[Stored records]
"""
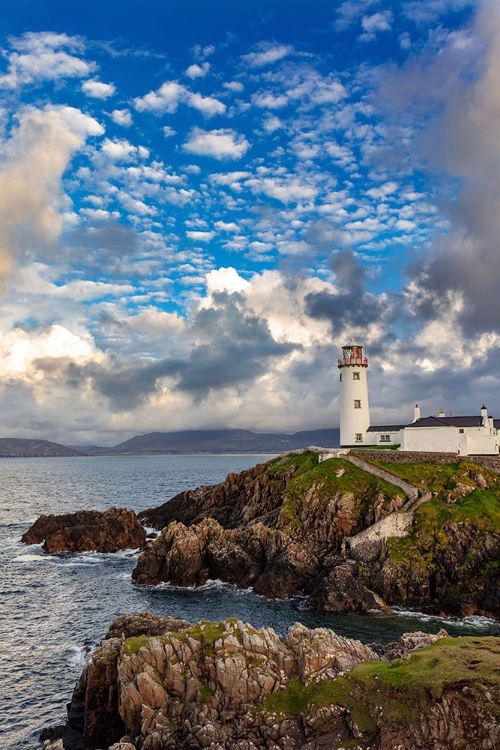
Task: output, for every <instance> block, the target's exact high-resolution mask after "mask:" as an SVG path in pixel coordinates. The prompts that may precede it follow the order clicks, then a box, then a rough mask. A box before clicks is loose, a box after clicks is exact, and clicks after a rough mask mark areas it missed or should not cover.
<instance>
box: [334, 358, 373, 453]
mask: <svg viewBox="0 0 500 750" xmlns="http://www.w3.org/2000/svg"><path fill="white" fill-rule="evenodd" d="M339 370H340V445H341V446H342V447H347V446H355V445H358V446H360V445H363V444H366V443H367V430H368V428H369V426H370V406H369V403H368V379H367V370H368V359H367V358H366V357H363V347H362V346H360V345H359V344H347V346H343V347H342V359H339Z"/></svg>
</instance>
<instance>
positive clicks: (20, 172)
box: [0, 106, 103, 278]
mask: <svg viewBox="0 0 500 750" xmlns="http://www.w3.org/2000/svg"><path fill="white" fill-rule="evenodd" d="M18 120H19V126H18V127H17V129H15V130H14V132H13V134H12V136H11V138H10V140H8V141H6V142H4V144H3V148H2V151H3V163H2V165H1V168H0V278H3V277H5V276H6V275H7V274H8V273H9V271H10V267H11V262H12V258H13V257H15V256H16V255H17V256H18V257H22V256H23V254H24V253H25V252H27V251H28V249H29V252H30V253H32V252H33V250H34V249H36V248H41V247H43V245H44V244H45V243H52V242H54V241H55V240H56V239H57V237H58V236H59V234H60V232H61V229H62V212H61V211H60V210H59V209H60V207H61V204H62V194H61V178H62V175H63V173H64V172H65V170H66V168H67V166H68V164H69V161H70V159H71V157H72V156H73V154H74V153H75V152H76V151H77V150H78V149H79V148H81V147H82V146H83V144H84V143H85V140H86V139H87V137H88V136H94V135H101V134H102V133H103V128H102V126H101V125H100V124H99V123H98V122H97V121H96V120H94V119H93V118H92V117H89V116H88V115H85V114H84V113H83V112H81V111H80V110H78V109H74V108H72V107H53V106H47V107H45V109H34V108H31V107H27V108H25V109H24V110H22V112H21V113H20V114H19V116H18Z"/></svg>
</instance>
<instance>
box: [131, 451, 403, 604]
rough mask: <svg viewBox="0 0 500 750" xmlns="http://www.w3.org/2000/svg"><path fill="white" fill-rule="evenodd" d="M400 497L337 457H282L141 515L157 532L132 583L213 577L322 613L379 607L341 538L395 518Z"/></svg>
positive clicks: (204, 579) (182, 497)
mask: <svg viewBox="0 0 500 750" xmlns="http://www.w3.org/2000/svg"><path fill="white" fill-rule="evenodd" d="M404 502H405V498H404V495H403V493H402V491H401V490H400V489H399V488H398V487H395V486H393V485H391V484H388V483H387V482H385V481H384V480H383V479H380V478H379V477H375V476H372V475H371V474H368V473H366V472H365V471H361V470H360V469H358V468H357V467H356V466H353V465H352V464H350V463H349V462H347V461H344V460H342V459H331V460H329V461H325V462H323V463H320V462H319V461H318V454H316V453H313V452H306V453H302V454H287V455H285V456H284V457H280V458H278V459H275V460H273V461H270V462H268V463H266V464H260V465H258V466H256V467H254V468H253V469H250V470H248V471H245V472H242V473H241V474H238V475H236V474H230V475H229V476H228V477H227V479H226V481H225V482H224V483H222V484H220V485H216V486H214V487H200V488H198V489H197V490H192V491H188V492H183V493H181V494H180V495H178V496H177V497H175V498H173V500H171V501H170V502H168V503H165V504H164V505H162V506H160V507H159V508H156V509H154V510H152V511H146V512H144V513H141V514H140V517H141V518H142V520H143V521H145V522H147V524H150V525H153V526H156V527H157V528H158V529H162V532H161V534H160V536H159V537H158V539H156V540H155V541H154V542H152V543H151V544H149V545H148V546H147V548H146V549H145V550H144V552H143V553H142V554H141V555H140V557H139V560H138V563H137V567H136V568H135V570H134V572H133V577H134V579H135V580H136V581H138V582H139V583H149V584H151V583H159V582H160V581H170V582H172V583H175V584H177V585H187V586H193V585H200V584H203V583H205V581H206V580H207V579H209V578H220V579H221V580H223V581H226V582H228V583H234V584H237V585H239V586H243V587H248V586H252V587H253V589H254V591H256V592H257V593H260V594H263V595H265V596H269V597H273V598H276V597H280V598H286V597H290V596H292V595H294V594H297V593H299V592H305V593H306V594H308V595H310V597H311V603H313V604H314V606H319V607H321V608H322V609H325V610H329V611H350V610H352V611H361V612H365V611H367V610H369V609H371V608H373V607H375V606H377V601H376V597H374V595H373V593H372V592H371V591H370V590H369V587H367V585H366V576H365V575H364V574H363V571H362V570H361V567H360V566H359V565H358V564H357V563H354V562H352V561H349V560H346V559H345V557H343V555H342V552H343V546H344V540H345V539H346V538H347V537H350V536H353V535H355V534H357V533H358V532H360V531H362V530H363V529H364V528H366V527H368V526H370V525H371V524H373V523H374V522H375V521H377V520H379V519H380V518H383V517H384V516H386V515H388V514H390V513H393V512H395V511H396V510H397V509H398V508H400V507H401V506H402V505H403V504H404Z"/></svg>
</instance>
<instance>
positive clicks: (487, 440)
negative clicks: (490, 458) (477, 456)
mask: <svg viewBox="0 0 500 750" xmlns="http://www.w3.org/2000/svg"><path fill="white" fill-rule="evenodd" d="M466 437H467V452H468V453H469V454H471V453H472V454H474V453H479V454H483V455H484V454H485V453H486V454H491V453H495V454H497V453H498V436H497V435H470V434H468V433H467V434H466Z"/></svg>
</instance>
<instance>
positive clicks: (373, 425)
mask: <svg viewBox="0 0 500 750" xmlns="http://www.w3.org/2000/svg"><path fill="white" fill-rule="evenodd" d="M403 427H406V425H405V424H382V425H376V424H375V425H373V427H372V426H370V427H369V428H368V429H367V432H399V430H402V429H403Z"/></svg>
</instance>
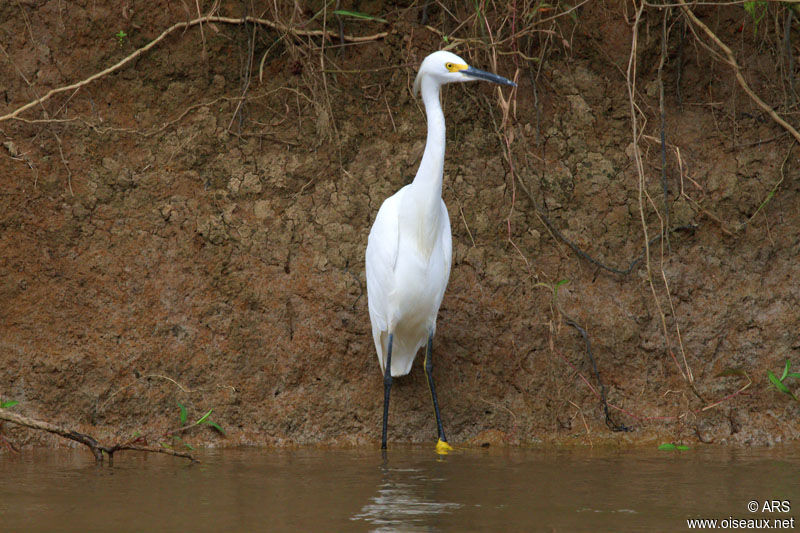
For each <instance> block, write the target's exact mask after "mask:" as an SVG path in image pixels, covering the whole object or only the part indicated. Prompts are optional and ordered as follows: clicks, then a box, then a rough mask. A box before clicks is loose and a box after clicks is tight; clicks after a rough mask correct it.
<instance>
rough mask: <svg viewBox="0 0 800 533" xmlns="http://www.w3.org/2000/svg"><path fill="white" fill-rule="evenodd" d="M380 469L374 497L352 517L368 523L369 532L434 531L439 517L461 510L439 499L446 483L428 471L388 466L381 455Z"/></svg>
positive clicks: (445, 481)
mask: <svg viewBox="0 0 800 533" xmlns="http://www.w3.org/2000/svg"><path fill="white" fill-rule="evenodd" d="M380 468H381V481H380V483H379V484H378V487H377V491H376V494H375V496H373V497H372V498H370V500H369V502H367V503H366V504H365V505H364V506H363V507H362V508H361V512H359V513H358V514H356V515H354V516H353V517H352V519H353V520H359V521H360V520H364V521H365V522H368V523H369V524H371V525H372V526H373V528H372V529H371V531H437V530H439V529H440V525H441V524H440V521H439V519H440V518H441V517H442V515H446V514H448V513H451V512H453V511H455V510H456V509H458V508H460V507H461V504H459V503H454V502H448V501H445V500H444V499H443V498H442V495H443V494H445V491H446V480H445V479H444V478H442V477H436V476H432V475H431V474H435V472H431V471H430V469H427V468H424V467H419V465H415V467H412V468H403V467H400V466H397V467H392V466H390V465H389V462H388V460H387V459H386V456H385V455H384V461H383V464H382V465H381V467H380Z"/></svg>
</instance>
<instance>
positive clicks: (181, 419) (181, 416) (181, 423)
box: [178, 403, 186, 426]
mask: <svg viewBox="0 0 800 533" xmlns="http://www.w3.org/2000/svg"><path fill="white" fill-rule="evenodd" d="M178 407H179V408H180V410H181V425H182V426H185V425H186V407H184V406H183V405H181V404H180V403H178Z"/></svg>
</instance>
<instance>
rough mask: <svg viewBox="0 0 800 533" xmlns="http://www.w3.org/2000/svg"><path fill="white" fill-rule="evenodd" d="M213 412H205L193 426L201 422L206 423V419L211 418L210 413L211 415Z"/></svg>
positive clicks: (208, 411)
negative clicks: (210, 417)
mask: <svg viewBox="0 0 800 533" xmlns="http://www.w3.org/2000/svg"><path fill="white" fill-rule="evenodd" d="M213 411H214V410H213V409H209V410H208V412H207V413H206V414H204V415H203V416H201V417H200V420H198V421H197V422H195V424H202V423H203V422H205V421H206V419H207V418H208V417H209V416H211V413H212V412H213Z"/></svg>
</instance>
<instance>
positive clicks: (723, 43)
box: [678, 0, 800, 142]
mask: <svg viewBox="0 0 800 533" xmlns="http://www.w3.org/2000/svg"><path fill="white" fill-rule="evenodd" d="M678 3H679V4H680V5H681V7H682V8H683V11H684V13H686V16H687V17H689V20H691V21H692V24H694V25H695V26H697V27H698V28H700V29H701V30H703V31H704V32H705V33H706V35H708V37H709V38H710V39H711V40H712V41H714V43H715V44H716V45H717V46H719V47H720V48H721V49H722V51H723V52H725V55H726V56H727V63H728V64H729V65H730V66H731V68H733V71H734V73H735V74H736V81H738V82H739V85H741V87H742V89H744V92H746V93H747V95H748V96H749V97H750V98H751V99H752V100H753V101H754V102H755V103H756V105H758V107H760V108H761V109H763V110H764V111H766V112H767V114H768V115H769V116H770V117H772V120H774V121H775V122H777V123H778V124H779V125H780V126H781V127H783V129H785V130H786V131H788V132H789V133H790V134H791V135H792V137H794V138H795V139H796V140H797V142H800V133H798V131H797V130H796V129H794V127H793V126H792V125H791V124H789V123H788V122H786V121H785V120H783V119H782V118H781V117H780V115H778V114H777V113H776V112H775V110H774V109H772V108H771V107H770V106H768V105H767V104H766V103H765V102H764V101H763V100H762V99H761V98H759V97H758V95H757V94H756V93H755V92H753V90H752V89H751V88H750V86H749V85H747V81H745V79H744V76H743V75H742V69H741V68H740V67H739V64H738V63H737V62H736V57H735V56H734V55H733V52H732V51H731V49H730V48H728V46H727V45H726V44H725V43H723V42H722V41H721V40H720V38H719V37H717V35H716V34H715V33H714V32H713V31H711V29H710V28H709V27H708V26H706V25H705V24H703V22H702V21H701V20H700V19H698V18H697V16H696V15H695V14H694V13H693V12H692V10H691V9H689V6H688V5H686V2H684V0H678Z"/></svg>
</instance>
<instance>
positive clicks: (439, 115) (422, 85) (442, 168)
"""
Your task.
If a line of the entries above includes the word "after", count it; then state the total and nothing else.

Output below.
2